BRANO DA LEGGERE =
Per quarantasette anni aveva vissuto con quel «macigno» sullo stomaco. E non era stata di certo una vita facile: da bambina aveva abitato nella casa dei nonni con la madre e dormiva nello stesso letto della bisnonna; poi aveva preso il diploma di licenza media e quello professionale di stenografa in un istituto religioso trevigiano, dove in cambio di un alloggio a titolo quasi caritativo lavorava agli ordini delle suore; da adulta era saltata da un lavoretto all’altro, trovando un impiego stabile da segretaria solo dieci anni fa. Poi, nel 2006, ha preso una decisione fondamentale: chiedere a quel padre — che l’aveva concepita con una cameriera dell’hotel jesolano dei genitori, ma poi l’aveva sempre rinnegata ed evitata—di riconoscerla e soprattutto di darle tutto ciò che non le aveva mai dato, soprattutto dal punto di vista economico, una sorta di «alimenti» a posteriori. Nei giorni scorsi, dopo quattro anni di udienze e testimonianze, il Tribunale di Venezia ha emesso la sentenza: oltre a riconoscere, sulla base dell’esame del Dna, che quell’uomo era suo padre, il giudice Maria Grazia Balletti lo ha anche condannato ad un risarcimento di 130 mila euro.
Tutto inizia a Jesolo nell’estate del 1958. Altra epoca rispetto alla «Miami del Veneto» di oggi, con i grattacieli che crescono come funghi, nonostante il blocco della Soprintendenza per quelli in riva al mare. Lui, Italo, è il «rampollo» dei padroni, 23 anni. Lei, Laura, la bella cameriera 22enne, figlia di un operaio e di una casalinga. Una sera la passione li travolge, lei rimane incinta. Uno scandalo, per i tempi, tanto più per la differenza di estrazione sociale. E infatti, le racconta la madre, quando in ottobre gli rivela di essere incinta, la reazione del giovane e della famiglia è di chiusura totale. «Devi andartene, non vogliamo che nostro figlio sposi una donna di servizio ». Da lì iniziano appunto gli anni difficili: la gravidanza e la nascita della piccola Paola, il lavoro che non arriva, se non con piccoli impieghi, la convivenza con i genitori. Proprio un mese prima del parto Laura tenta l’ultimo contatto con Italo, nel giorno del suo matrimonio con un’altra donna da cui avrà due figli. Viene addirittura allontanata dalla polizia, sebbene non l’avesse minacciato di rivelare il «segreto». Paola cresce, va a vivere dalle suore perché a casa non ci sono soldi per mantenerla. Si diploma, inizia a lavorare a 16 anni. Ma quel macigno segna per sempre la sua vita. Con un padre a contribuire al suo sostentamento forse avrebbe potuto continuare a studiare; avrebbe avuto un lavoro migliore; la sua intera vita sarebbe stata migliore. A 21 anni comunque si sposa e lavora con il marito per quasi vent’anni, fino al divorzio.

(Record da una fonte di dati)
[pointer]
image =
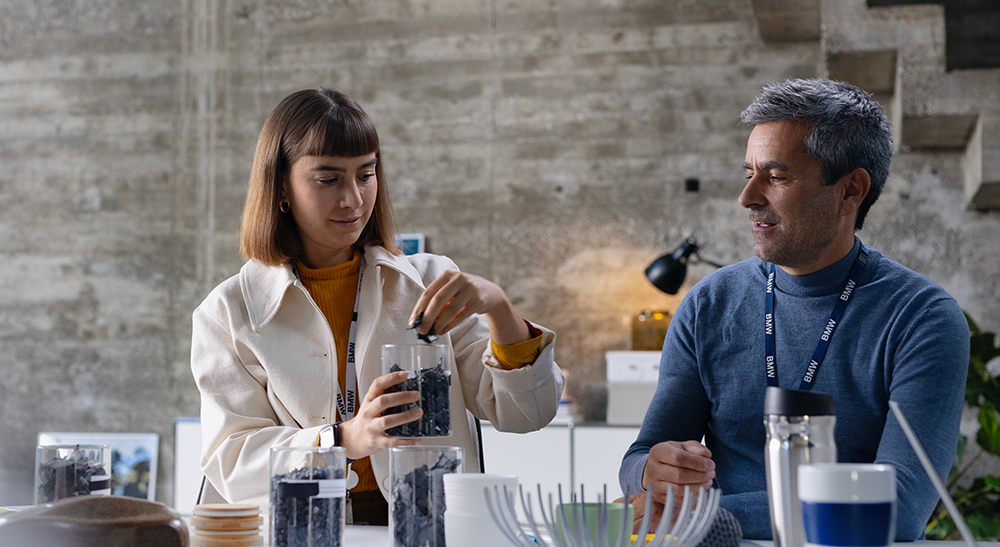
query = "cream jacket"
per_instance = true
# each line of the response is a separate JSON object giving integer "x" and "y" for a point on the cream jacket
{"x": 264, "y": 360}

COSA FARAI =
A. Nel brano sulla causa di paternità, a quale risarcimento è stato condannato il padre dal Tribunale di Venezia?
B. Riprendi il brano sulla causa di paternità a partire dalla sua ultima frase, proseguendone il racconto.
L'elenco non ha alcun legame con il brano.

RISPOSTE NUMERATE =
A. A un risarcimento di 130 mila euro.

B.
Lei sa che quell’uomo è suo padre, ma ogni volta che si incrociano lui la ignora e dunque oltre al danno c’è anche il dolore. Nasce così, anche alla luce delle innovazioni tecnologiche sul Dna e della pubblicità dei primi casi, il desiderio di ottenere quell’abbraccio paterno da un tribunale, quello veneziano. Si rivolge dunque all’avvocato mestrino Enrico Cornelio, che avvia la causa e chiede mezzo milione di euro: secondo il legale a tanto ammonterebbe il danno causato dall’uomo per aver lasciato Paola senza una figura paterna, senza sostentamento (perlomeno fino ai 18 anni), senza istruzione adeguata. Il giudice ha riconosciuto appunto solamente una parte, 130 mila euro. «Per questo faremo appello», afferma il legale. L’uomo peraltro, che oggi ha 75 anni, poi era diventato titolare di una tabaccheria a Jesolo, maora non avrebbe proprietà particolari. L’avvocato Cornelio aveva anche cercato di rivalersi su una società che ha con i fratelli. Resta il fatto che di fronte ai tribunali sono sempre di più gli uomini e le donne, anche di età superiore a quella di Paola (perfino settantennni), che chiedono giustizia nei confronti di padri che non li hanno riconosciuti. Anche se nessuna sentenza o carta bollata potrà mai riempire quel vuoto o sgretolare quel macigno.